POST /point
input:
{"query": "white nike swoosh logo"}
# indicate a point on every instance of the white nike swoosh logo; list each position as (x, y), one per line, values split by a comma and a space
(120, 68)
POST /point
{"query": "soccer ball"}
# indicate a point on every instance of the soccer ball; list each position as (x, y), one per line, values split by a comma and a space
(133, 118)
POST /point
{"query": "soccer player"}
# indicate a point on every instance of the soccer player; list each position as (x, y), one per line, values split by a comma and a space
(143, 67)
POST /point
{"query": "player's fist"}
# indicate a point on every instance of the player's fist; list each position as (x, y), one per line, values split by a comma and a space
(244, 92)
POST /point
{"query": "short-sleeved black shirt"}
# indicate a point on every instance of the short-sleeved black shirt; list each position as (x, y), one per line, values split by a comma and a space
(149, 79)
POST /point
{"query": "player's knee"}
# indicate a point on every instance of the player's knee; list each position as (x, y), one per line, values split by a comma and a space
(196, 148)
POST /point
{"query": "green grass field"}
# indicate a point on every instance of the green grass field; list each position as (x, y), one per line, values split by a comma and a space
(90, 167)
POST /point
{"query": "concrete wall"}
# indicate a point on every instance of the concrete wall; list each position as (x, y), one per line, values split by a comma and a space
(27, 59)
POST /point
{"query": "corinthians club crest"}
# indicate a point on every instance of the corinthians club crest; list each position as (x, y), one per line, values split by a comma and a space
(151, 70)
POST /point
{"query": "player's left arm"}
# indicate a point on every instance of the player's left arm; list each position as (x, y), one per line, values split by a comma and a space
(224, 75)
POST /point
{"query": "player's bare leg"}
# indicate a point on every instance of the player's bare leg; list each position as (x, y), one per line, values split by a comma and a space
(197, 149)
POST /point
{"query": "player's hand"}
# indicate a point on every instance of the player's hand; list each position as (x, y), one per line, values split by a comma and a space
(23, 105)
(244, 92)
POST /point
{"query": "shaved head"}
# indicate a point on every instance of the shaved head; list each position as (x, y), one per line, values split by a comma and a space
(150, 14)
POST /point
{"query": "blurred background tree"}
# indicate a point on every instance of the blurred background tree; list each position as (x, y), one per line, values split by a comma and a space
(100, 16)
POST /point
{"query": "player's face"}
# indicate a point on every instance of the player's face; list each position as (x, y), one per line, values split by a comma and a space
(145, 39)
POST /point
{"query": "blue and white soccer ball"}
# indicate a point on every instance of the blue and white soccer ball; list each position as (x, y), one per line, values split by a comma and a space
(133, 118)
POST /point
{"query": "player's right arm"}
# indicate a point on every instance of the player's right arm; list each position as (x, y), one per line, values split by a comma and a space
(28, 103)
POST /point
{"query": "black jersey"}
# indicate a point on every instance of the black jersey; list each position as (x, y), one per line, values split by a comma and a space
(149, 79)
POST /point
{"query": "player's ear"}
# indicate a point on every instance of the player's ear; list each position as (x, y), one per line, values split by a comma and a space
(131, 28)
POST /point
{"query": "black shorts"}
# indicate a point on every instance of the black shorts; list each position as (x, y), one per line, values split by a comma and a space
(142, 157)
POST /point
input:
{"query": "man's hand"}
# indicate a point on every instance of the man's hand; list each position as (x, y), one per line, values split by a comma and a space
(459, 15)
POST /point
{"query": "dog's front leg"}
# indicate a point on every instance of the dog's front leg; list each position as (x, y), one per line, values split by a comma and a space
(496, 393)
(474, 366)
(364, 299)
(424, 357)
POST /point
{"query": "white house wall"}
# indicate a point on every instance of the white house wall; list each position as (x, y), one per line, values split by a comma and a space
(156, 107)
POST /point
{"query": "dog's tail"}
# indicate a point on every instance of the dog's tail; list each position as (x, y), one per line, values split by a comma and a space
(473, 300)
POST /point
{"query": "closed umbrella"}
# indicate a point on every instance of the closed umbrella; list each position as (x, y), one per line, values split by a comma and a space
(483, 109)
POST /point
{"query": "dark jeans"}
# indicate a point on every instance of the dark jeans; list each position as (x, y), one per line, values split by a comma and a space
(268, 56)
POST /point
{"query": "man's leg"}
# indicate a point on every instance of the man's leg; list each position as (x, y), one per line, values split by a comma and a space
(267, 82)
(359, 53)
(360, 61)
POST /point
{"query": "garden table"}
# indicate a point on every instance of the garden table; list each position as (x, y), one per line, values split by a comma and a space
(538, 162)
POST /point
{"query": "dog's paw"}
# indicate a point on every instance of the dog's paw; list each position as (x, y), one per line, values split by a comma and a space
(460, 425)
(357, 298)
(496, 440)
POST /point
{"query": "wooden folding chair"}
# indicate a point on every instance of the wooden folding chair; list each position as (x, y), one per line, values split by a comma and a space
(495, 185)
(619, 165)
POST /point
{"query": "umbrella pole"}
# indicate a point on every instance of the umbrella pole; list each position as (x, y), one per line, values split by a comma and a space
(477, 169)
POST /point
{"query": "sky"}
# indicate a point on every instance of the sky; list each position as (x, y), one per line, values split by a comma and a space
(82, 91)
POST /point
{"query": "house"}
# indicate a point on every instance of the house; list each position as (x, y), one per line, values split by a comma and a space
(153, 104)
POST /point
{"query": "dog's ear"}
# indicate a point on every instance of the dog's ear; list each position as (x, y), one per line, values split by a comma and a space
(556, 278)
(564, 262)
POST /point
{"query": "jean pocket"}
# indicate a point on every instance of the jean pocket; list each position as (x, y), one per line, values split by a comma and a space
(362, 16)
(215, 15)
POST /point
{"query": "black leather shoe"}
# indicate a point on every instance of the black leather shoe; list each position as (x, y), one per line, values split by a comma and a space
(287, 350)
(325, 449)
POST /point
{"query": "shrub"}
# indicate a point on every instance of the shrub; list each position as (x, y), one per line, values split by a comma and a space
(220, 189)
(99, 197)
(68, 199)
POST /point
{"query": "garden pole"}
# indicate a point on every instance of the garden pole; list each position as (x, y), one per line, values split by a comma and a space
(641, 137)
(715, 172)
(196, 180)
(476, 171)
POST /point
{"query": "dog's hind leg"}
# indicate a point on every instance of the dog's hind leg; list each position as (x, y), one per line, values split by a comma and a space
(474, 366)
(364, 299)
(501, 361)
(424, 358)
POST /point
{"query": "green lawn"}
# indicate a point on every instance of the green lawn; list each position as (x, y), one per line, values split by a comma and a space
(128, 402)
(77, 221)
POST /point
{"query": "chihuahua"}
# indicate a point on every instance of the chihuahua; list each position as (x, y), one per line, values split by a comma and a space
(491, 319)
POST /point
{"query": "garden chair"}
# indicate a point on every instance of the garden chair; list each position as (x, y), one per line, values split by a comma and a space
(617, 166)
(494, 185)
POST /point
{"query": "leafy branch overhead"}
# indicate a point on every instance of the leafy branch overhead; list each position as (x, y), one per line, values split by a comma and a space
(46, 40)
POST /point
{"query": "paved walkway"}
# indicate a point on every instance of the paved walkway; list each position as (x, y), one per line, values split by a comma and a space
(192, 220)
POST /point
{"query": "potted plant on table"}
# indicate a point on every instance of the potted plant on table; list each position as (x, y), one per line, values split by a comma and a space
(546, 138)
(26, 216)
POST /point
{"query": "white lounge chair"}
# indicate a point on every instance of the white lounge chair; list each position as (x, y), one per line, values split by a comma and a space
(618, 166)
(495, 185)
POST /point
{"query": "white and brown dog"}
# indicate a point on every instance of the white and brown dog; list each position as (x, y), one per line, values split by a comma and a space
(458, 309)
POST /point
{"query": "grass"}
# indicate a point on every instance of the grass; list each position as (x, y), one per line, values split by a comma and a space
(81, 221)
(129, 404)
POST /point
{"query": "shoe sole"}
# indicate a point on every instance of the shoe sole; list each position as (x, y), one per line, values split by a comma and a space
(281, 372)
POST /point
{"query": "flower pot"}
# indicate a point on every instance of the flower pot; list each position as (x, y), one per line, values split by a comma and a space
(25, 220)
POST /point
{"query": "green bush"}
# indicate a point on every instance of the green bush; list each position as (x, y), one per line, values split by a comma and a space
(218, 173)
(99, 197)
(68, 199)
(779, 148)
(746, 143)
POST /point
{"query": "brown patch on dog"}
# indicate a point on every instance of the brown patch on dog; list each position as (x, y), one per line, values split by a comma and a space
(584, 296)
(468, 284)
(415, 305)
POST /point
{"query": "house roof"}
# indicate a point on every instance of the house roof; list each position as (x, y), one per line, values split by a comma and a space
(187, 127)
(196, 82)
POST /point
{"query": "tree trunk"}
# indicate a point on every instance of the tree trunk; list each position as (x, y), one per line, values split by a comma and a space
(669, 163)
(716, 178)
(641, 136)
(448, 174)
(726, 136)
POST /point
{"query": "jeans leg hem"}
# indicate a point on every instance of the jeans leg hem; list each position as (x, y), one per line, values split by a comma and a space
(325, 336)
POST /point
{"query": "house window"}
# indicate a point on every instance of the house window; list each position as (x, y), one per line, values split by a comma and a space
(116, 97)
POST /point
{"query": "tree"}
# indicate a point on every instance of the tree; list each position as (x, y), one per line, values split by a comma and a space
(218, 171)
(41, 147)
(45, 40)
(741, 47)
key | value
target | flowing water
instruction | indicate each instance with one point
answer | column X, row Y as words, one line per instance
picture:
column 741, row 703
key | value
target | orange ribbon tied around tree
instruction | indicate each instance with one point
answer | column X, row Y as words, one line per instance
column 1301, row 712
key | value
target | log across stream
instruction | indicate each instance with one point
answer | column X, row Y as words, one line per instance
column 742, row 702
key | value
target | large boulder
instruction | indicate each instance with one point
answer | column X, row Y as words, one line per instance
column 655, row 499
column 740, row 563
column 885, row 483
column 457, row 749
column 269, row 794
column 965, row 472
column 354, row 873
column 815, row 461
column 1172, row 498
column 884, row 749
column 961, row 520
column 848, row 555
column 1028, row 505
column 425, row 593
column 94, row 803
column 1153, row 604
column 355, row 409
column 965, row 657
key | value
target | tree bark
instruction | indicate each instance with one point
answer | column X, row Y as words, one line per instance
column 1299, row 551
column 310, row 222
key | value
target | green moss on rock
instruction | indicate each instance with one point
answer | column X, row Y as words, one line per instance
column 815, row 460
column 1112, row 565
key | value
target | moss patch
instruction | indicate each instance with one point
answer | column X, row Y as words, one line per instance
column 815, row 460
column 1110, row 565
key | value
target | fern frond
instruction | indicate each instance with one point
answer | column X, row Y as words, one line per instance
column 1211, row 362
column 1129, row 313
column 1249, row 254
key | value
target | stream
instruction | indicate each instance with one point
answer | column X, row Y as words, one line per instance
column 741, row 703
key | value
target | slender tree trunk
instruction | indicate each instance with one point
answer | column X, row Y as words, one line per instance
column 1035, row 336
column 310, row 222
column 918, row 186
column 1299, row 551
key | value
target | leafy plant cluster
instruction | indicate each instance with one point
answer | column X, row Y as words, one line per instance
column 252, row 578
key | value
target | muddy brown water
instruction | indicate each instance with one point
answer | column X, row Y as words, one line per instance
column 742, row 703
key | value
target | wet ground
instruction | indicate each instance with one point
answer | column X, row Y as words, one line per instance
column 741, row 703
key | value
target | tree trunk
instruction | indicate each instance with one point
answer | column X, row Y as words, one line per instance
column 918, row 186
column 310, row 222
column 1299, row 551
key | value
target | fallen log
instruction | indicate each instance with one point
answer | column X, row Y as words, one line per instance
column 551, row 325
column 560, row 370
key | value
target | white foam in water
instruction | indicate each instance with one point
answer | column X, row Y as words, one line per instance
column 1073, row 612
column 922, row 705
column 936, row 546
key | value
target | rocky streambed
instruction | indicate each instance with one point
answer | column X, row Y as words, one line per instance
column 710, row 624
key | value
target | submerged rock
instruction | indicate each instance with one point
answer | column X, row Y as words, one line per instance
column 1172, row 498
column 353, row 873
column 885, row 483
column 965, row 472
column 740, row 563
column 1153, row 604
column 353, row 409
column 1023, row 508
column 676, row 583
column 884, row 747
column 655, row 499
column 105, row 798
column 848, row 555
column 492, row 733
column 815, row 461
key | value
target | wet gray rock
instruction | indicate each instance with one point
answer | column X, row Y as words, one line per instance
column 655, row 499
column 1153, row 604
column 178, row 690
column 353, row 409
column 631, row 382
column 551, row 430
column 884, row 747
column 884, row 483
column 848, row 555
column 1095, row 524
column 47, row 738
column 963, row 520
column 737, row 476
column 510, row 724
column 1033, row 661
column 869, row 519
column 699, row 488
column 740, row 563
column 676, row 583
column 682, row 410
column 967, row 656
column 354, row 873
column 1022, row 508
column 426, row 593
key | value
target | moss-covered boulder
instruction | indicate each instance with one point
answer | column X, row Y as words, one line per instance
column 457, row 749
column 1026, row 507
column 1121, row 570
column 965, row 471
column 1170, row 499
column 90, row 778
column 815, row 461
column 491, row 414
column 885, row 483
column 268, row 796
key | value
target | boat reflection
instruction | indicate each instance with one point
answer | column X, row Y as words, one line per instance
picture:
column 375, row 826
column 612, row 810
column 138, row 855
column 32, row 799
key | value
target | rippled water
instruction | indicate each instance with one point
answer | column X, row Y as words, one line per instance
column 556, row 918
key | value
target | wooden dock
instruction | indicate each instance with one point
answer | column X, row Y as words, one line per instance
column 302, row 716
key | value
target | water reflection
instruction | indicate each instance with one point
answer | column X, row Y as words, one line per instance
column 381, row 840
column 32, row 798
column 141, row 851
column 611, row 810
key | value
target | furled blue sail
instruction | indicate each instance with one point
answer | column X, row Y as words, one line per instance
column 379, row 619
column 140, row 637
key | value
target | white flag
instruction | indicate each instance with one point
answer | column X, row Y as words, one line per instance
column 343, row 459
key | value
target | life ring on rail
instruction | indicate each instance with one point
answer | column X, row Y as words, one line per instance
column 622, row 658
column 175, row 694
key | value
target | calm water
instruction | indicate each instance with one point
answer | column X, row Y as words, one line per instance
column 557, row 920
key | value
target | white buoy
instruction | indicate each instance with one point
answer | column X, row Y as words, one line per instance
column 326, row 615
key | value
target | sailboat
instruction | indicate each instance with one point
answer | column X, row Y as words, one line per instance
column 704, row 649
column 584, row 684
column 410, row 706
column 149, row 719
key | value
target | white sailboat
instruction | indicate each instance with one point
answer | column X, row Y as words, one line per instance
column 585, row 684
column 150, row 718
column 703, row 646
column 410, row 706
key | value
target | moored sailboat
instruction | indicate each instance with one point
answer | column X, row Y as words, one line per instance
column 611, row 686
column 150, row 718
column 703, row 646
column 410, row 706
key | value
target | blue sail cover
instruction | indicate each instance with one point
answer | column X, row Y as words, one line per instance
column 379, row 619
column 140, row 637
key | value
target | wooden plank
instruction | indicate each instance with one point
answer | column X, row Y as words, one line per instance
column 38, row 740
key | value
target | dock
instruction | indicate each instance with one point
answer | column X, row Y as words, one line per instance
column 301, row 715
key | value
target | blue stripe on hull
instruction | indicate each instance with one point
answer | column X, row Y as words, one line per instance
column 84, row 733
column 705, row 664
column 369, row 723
========
WHAT NEEDS TO BE DONE:
Pick out every line in the lines above that contains the word "sole", and copy each one in full.

OUTPUT BELOW:
{"query": "shoe sole"}
# indicate a point on every instance of the shoe sole; list each position as (x, y), one per line, values split by a comma and a space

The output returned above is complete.